#### Problem description
Find each line in the material below that contains the string "positive" and copy those lines out in full.

#### Data to process
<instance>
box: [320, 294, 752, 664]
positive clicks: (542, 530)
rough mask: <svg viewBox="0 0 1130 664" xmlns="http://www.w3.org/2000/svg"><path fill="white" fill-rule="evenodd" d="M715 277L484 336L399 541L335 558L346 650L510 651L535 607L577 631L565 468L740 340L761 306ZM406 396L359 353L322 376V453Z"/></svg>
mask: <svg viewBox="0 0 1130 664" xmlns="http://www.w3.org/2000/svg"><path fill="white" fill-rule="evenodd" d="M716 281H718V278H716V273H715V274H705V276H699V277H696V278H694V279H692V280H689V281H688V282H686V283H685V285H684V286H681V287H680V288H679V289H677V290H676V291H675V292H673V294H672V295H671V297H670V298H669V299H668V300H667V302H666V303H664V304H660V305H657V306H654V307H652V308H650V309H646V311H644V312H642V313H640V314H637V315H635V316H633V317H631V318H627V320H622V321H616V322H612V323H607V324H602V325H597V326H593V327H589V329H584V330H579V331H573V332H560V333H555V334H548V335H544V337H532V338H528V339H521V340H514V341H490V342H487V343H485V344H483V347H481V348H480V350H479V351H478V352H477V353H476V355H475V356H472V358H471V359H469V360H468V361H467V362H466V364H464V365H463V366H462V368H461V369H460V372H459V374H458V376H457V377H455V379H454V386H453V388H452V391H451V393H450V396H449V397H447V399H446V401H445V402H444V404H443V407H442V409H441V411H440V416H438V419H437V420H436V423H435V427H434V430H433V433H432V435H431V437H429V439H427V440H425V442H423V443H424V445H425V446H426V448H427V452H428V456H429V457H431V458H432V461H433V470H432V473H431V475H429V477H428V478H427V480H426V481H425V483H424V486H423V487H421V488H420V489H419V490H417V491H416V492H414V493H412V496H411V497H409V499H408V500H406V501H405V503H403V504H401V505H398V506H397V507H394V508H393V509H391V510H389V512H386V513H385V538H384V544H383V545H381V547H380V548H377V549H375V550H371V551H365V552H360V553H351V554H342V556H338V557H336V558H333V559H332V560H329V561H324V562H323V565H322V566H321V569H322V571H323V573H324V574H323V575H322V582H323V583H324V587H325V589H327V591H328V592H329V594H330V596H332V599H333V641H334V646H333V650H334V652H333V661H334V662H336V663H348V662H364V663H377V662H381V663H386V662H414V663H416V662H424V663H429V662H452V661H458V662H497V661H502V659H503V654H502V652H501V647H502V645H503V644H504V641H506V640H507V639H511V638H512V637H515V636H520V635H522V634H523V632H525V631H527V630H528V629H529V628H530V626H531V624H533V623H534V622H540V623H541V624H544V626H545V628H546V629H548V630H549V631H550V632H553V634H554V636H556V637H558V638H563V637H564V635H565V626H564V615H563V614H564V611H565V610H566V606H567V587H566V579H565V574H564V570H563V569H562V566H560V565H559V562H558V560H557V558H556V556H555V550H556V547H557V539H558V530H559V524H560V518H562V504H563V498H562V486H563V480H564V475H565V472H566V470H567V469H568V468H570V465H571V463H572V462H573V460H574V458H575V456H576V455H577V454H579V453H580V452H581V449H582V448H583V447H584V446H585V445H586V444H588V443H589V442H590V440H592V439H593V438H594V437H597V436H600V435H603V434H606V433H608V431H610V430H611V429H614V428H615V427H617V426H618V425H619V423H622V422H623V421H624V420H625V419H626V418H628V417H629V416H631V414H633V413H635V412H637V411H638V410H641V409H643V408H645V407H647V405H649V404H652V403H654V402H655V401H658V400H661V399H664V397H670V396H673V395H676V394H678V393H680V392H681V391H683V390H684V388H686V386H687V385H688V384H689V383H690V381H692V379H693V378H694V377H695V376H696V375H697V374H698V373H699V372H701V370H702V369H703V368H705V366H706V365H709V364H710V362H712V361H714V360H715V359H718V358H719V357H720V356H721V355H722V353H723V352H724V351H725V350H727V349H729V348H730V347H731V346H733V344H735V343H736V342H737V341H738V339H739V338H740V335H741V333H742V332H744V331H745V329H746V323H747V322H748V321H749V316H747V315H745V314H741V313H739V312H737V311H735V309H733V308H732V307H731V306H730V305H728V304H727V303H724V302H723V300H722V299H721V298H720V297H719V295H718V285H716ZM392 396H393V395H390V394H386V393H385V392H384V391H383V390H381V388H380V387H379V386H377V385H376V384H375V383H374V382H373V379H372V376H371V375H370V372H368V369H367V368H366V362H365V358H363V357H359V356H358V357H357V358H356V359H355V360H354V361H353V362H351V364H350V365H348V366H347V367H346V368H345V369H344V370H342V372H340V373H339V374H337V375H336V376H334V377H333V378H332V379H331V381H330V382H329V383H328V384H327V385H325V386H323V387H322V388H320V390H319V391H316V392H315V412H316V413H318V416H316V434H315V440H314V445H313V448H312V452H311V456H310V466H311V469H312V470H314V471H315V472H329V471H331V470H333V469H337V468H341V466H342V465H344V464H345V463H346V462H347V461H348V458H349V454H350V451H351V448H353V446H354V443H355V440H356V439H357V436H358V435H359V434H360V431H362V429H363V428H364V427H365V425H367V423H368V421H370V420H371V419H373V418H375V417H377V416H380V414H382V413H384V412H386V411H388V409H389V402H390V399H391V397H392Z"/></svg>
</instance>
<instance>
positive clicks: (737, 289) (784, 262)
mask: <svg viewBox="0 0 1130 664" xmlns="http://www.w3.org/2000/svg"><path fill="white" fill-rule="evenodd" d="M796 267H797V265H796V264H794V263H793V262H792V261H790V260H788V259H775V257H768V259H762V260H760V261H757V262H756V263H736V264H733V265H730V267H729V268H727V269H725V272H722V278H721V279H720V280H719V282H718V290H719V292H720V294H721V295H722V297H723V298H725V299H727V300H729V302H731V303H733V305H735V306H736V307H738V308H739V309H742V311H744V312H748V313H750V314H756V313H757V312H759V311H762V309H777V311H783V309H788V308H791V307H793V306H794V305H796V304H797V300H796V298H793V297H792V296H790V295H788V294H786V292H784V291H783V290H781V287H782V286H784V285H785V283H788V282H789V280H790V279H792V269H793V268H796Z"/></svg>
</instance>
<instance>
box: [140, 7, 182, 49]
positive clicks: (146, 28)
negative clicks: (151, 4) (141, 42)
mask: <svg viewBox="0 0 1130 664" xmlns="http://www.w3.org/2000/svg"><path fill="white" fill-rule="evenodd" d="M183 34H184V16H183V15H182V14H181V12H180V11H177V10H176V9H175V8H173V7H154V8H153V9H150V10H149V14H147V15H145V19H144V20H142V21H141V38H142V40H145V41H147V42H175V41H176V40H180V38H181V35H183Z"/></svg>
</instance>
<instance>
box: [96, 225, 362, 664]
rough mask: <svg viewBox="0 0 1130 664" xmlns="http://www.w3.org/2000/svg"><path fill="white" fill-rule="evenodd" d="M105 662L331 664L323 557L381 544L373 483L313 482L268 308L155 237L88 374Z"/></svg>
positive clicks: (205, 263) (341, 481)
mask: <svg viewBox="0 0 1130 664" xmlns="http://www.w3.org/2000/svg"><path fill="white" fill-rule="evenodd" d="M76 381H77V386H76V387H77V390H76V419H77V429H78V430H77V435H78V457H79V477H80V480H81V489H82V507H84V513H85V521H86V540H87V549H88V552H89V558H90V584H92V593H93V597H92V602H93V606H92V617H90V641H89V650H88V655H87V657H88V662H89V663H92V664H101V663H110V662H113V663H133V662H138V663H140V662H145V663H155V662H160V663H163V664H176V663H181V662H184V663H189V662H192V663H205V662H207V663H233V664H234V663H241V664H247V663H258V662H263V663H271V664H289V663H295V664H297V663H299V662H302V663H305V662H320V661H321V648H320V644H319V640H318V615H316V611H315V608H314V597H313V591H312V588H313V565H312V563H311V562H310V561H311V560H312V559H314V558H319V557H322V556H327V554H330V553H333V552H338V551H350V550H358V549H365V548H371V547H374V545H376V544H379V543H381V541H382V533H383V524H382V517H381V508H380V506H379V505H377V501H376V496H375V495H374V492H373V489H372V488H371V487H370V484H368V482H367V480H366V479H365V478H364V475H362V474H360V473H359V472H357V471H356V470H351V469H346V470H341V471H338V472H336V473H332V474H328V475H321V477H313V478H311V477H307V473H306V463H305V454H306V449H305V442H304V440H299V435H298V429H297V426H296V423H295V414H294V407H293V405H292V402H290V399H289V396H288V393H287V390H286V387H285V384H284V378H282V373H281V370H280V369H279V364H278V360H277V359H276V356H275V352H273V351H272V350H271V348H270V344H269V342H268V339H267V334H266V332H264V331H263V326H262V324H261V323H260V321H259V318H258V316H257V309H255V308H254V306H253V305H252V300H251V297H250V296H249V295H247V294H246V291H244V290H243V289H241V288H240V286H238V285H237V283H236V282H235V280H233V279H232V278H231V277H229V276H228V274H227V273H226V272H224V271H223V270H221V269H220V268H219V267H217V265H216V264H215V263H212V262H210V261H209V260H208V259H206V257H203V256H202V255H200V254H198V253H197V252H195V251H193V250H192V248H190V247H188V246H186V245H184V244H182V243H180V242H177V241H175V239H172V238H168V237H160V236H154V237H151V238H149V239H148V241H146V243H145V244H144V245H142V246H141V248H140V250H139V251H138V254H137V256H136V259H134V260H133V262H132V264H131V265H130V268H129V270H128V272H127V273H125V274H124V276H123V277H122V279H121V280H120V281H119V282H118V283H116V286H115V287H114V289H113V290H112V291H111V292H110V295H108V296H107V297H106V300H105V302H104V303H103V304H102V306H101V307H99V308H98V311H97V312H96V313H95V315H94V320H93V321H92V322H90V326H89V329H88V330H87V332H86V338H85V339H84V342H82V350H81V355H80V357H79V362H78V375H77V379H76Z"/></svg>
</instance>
---
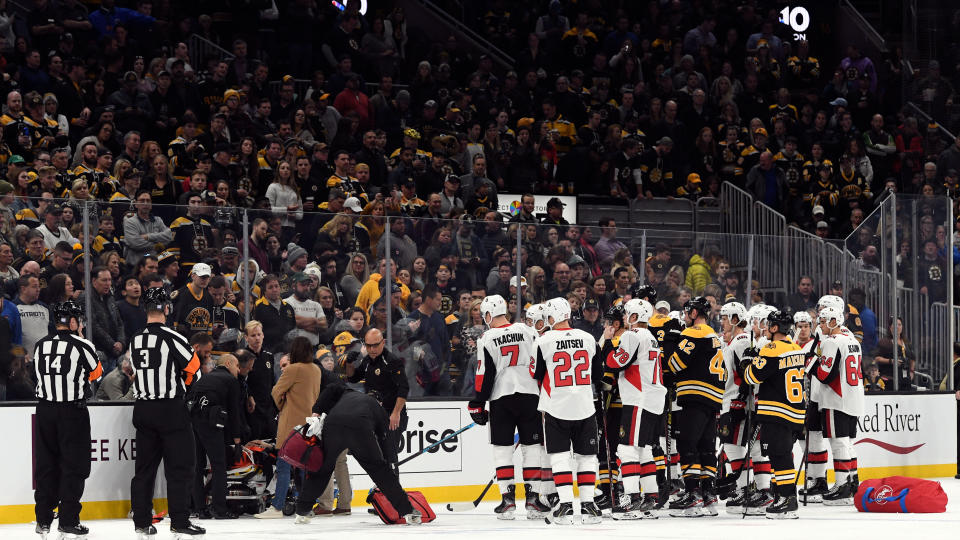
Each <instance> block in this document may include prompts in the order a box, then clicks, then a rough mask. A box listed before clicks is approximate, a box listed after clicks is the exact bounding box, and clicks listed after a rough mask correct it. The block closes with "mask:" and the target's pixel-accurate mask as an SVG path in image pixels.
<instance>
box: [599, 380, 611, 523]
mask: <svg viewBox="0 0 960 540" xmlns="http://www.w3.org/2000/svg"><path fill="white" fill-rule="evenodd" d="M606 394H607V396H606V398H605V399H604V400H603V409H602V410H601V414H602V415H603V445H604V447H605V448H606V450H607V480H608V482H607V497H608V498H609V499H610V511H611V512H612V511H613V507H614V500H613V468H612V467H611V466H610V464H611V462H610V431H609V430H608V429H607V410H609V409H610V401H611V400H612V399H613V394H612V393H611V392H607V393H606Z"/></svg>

#### Exercise response
positive clicks: (542, 530)
positive clicks: (737, 289) (784, 262)
positive clicks: (146, 28)
positive clicks: (205, 263) (341, 481)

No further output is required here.